Listed records Block Start

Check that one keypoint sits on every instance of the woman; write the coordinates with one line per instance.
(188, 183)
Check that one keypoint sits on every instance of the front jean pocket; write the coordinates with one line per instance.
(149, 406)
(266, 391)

Listed records Block End

◆ Exercise goal:
Transcribe every record exactly, keeping each line as it is.

◆ Result for this task:
Check that one keypoint sits on every instance of the woman; write the coordinates with one line per instance.
(188, 183)
Check that one keypoint sits on every instance of the front jean pocket; write the coordinates with one line per instance.
(149, 406)
(266, 391)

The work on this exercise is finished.